> **Set exercise**: The required output is the line containing "van side mirror" through the final line of the material below, printed exactly, with no other lines.

+++ Raw records

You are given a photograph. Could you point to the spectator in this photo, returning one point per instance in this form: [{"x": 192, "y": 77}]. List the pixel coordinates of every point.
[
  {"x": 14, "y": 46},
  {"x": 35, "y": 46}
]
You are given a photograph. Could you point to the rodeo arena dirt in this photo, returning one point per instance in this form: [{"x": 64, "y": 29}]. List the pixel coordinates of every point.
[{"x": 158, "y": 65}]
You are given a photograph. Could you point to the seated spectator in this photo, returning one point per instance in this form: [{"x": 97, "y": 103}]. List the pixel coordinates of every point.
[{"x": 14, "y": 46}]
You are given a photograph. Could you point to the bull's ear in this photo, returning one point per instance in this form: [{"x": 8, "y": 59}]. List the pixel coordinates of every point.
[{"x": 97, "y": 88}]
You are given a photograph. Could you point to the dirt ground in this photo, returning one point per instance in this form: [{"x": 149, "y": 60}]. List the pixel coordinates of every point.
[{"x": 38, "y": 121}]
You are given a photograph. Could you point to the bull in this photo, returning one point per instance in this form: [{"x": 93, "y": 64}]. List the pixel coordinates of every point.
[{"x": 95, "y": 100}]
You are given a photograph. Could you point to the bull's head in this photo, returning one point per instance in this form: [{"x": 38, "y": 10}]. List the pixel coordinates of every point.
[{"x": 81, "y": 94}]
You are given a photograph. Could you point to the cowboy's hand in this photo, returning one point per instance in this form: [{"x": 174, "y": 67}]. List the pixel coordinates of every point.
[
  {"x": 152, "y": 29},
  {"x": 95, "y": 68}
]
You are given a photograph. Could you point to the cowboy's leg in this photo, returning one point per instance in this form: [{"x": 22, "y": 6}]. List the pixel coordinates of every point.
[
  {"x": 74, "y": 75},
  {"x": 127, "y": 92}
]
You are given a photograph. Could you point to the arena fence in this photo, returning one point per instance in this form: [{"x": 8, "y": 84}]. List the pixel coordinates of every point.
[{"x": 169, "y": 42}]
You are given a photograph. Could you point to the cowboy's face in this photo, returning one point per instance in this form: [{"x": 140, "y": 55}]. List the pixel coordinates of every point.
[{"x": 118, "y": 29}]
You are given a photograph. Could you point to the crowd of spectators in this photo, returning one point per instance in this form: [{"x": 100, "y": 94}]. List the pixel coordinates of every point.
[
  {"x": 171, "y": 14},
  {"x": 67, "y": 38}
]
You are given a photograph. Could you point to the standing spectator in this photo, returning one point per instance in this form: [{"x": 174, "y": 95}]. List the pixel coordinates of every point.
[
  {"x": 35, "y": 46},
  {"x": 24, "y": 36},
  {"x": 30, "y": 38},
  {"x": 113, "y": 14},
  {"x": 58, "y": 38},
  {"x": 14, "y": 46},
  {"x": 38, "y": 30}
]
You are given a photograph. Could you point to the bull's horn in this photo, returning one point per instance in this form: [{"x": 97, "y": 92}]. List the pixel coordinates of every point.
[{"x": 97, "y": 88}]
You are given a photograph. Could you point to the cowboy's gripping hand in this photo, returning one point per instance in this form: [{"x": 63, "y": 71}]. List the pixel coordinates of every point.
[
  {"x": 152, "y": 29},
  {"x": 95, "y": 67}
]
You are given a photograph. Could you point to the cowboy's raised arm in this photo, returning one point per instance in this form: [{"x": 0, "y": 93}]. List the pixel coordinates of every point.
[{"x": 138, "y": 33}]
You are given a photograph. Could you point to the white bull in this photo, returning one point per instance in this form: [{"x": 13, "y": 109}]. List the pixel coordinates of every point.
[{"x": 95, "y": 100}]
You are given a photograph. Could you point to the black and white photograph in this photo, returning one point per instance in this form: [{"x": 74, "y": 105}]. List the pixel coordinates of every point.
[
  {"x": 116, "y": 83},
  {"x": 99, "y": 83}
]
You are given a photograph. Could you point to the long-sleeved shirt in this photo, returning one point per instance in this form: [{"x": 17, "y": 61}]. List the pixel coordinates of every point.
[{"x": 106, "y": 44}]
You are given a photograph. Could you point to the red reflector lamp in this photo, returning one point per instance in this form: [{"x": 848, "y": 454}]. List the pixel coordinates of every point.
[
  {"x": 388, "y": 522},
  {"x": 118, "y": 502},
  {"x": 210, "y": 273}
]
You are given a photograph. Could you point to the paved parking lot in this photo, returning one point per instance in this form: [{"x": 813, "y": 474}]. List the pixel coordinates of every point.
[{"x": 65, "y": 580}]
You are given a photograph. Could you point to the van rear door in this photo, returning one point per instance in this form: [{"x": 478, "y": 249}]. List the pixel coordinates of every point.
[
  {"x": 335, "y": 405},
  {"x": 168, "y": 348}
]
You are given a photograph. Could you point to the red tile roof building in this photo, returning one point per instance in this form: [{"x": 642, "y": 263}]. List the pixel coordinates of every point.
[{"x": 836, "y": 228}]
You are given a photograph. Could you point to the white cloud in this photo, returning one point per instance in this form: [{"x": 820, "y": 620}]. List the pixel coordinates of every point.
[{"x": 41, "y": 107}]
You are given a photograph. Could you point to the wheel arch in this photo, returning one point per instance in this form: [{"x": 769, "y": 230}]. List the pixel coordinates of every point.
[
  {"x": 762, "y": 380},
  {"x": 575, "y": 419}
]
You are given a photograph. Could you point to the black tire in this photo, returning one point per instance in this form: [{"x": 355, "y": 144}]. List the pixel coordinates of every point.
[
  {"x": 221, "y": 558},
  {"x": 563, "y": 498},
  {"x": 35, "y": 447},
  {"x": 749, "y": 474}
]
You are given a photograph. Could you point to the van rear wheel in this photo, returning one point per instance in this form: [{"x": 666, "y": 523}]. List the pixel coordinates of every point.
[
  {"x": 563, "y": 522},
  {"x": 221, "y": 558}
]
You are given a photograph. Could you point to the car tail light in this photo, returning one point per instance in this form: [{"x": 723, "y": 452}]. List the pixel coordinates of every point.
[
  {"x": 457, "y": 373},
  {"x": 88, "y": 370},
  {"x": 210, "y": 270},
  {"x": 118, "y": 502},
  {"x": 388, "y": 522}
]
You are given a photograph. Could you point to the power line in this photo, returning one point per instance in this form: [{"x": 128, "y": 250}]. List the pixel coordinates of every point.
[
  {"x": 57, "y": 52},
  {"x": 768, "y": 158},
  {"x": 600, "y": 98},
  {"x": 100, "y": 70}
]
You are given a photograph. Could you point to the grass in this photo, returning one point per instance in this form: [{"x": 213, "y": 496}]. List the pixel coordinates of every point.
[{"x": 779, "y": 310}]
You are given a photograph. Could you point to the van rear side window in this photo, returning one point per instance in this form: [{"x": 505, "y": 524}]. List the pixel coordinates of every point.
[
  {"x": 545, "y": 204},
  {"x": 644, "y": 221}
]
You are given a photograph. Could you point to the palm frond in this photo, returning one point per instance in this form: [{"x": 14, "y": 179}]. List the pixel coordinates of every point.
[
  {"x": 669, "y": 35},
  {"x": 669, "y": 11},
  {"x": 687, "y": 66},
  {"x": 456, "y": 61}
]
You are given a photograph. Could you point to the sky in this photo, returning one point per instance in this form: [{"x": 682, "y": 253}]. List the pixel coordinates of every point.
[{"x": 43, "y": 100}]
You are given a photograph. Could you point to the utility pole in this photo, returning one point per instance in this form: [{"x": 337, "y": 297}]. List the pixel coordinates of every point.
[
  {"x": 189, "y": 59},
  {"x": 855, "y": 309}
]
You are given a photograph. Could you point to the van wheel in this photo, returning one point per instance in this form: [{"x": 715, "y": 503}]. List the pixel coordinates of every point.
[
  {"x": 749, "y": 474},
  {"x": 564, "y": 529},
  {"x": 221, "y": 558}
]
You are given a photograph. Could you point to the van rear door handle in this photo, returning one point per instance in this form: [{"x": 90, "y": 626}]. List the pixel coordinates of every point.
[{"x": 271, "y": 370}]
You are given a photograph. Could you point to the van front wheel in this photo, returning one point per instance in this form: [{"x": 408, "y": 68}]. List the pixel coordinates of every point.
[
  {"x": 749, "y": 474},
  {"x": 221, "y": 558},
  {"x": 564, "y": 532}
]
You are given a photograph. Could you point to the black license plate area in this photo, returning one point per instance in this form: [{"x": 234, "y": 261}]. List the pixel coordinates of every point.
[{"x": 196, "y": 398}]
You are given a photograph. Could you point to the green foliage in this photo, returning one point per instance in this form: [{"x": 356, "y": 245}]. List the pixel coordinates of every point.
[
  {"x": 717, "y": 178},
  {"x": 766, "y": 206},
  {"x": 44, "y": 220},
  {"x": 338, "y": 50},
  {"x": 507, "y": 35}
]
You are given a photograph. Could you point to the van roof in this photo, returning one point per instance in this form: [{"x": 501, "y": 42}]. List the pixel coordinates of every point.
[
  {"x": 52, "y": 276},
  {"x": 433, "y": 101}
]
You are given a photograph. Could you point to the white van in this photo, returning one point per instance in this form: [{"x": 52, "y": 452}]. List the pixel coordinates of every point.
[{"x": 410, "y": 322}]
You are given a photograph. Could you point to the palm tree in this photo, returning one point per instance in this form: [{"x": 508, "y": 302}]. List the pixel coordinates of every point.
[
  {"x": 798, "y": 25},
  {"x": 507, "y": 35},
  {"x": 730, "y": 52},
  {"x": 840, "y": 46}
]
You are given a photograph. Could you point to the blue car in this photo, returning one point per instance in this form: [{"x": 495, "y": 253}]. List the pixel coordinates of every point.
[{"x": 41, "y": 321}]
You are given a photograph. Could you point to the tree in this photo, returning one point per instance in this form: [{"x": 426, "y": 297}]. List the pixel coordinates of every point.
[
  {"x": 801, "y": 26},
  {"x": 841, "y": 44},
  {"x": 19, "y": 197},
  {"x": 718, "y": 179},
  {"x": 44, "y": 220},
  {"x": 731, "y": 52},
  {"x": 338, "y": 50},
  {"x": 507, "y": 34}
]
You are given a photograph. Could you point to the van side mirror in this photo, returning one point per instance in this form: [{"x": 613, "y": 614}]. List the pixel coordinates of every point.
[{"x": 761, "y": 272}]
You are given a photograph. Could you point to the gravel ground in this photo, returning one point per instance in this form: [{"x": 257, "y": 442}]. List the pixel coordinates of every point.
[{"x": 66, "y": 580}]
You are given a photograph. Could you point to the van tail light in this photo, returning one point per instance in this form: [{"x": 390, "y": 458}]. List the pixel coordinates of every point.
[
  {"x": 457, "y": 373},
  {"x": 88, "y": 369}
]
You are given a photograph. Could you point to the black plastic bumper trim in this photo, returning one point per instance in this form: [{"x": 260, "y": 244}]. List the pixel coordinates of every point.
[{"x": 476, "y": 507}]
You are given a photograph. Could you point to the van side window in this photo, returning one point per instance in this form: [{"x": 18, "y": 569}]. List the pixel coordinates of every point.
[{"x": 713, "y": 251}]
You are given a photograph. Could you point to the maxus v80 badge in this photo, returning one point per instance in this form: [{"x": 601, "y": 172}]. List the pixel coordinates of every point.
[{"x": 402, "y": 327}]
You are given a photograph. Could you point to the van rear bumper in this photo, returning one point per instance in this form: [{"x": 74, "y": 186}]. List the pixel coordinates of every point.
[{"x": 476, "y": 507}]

++++++

> **Solved exercise**:
You are given a photograph. Could you point to the van side mirror in this photo, returning one point per instance in this form: [{"x": 613, "y": 614}]. List the pixel coordinates of every point.
[{"x": 761, "y": 272}]
You are given a photograph. Could you point to the gravel ground in this photo, returning one point per instance in this form: [{"x": 257, "y": 442}]. List the pixel coordinates of every point.
[{"x": 66, "y": 580}]
You are given a photograph. Could you point to the van tail light in this photo, returning one point per instance in this form: [{"x": 390, "y": 458}]. List the pixel coordinates of every point.
[
  {"x": 457, "y": 373},
  {"x": 88, "y": 369}
]
You are given a photograph. Could you point to the black plastic bumper trim in this photo, returning one point per instance in this form: [{"x": 260, "y": 244}]. List the pixel coordinates of every point.
[{"x": 476, "y": 507}]
You are given a photograph. Could you point to the van side window in this photo, returning one point per instance in this form: [{"x": 18, "y": 569}]. List the pixel coordinates of every point.
[{"x": 713, "y": 251}]
You are given a photograph. Could you point to the maxus v80 badge in this photo, returning one point per instance in this form: [{"x": 601, "y": 172}]. List the pixel coordinates of every point.
[{"x": 402, "y": 327}]
You are given a photograph. Could you point to the van rear bumper in this photo, returning one point per instance in this form: [{"x": 74, "y": 186}]. List the pixel coordinates of every point.
[{"x": 476, "y": 507}]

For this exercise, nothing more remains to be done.